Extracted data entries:
▶

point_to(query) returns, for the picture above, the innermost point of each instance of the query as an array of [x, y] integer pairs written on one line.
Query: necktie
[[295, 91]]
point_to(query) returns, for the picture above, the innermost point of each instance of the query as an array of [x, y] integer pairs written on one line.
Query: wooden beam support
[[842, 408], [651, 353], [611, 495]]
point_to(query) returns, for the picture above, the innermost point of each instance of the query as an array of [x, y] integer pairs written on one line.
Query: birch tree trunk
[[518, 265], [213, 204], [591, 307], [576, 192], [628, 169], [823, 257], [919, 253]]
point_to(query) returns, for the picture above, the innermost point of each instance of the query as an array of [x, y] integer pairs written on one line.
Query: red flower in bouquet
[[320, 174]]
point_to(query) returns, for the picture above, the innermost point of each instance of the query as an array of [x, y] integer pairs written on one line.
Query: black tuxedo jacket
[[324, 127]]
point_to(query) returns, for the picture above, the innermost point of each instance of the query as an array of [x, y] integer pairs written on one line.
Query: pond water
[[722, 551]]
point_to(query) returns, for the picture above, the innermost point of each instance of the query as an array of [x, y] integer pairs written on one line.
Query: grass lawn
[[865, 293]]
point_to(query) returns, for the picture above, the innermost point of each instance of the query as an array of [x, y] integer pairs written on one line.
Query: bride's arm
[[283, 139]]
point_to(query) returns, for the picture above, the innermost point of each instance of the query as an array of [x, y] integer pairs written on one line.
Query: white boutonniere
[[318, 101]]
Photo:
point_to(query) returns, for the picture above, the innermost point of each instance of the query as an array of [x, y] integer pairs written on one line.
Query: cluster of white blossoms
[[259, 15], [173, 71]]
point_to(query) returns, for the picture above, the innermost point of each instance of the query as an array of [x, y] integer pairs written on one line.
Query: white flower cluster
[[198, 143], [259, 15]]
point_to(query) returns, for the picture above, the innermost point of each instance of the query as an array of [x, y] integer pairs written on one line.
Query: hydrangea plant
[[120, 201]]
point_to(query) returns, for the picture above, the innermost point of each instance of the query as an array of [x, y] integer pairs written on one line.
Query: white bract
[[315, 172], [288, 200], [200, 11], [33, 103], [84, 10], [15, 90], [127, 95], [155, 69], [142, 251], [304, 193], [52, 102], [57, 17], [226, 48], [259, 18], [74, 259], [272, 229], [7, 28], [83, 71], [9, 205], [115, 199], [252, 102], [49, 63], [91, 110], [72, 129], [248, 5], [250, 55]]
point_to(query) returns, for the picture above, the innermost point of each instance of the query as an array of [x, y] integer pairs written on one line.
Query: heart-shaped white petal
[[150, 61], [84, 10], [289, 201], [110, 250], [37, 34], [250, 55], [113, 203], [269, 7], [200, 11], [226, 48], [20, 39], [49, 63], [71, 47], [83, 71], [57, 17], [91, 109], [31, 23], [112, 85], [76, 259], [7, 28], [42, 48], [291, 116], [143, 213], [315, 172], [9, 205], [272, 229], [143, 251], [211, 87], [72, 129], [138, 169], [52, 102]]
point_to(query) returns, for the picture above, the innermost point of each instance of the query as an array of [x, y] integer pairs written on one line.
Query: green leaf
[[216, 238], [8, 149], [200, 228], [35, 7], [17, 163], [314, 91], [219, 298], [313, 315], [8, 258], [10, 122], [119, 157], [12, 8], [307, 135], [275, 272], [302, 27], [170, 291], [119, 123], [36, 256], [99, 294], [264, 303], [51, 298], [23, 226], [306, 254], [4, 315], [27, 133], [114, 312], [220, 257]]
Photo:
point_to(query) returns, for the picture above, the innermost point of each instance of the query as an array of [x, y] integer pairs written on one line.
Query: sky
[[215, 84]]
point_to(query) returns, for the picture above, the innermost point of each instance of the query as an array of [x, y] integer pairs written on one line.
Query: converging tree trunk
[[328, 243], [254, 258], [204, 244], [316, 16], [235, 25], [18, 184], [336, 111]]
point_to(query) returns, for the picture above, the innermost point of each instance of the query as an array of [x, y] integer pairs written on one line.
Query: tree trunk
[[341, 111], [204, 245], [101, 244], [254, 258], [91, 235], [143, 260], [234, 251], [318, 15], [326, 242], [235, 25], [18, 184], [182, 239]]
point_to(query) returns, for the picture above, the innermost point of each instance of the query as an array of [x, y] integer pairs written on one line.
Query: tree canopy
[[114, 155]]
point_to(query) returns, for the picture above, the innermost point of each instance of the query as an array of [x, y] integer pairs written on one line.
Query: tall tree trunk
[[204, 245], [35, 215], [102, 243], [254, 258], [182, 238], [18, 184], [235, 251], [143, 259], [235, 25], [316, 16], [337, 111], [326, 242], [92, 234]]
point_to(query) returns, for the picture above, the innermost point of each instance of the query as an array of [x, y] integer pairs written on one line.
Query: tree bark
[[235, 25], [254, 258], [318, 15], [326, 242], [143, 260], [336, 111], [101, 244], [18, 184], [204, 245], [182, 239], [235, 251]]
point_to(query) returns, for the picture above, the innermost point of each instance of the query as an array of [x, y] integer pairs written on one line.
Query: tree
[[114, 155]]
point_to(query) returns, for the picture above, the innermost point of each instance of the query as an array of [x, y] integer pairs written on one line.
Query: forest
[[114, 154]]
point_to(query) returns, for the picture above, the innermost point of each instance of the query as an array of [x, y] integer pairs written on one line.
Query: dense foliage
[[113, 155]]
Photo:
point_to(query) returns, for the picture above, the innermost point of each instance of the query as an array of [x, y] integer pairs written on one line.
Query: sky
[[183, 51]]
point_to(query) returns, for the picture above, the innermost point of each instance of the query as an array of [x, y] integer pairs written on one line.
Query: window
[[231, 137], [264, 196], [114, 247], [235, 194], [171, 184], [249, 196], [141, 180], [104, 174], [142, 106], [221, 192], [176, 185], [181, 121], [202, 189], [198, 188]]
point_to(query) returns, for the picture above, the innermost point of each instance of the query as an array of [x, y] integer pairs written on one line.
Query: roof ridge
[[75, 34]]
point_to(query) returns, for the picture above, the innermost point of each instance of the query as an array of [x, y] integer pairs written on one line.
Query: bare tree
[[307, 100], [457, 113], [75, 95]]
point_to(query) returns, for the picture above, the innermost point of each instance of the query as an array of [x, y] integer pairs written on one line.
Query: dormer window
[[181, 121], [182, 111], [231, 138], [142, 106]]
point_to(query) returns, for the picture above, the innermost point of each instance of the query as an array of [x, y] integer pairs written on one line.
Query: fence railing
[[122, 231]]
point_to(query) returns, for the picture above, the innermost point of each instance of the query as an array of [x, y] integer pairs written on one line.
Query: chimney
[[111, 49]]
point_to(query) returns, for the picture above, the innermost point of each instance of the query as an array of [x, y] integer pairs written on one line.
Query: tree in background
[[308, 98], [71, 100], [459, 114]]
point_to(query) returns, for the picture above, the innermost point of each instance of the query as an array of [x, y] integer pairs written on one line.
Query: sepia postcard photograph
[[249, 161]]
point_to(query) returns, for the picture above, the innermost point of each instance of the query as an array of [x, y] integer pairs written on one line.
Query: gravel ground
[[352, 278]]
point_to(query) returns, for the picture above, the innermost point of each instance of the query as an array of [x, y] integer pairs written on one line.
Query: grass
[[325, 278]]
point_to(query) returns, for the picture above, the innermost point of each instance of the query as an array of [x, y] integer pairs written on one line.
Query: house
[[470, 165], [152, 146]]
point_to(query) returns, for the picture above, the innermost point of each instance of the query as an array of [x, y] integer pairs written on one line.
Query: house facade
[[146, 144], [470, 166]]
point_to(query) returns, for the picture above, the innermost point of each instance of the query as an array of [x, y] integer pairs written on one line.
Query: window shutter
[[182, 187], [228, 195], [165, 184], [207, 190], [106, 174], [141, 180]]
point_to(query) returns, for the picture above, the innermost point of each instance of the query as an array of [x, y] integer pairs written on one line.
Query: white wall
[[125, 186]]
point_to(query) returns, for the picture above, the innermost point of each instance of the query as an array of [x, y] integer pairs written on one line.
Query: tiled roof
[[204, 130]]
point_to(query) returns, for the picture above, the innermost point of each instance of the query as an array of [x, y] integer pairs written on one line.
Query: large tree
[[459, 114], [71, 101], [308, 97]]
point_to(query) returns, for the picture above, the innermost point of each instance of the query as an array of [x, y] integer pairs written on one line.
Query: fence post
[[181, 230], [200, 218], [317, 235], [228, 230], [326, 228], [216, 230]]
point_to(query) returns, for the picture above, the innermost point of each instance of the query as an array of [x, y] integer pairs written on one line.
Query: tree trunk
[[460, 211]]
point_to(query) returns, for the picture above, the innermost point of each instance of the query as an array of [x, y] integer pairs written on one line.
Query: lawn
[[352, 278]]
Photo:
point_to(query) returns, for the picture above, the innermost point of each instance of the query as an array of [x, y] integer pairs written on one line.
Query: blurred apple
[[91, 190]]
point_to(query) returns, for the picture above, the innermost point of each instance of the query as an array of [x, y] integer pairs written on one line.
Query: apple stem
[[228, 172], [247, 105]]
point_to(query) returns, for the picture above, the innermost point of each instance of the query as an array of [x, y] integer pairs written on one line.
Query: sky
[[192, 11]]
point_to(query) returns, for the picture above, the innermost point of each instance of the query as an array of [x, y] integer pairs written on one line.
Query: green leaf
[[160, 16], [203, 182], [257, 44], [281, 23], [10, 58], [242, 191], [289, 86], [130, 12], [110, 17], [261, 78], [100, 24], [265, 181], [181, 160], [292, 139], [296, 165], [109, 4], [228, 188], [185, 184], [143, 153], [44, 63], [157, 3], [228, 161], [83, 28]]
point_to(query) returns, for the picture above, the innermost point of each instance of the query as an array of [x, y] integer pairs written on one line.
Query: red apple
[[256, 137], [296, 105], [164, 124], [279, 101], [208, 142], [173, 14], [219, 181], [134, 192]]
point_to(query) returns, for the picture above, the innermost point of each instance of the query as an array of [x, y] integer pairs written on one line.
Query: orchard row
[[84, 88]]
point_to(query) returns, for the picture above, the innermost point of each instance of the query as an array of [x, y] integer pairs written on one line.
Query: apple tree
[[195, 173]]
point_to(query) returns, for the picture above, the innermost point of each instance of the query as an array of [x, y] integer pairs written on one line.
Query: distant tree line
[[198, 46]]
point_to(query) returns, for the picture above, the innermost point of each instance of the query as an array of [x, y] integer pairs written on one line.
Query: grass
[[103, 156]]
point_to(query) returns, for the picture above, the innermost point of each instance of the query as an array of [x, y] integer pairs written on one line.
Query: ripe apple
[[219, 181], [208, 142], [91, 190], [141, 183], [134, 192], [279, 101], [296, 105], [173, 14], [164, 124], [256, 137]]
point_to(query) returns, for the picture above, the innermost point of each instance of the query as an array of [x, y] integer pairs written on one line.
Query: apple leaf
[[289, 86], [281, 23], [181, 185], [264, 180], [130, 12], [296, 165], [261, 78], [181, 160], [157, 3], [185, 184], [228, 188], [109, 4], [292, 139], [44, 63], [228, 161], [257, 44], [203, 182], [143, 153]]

◀

Task directions => Transcribe the lines verbatim, from the first line of the extracted data entries through the line containing "[[320, 174]]", and include both of those lines.

Response for this exercise =>
point_to(query) returns, for the picture above, the innermost point of each instance of the query as an array of [x, y] integer pairs written on one line.
Query: necktie
[[295, 91]]
point_to(query) returns, for the picture above, the innermost point of each instance of the query as an array of [x, y] integer pairs written on one line.
Query: wooden beam support
[[842, 408], [651, 353], [611, 495]]
point_to(query) returns, for the picture above, the innermost point of each instance of the query as an array of [x, y] integer pairs written on one line.
Query: birch tree trunk
[[518, 265], [213, 204], [591, 307], [576, 192], [628, 169], [823, 257], [919, 253]]
point_to(query) returns, for the picture above, the innermost point of each instance of the query as an array of [x, y] integer pairs written on one line.
Query: red flower in bouquet
[[320, 174]]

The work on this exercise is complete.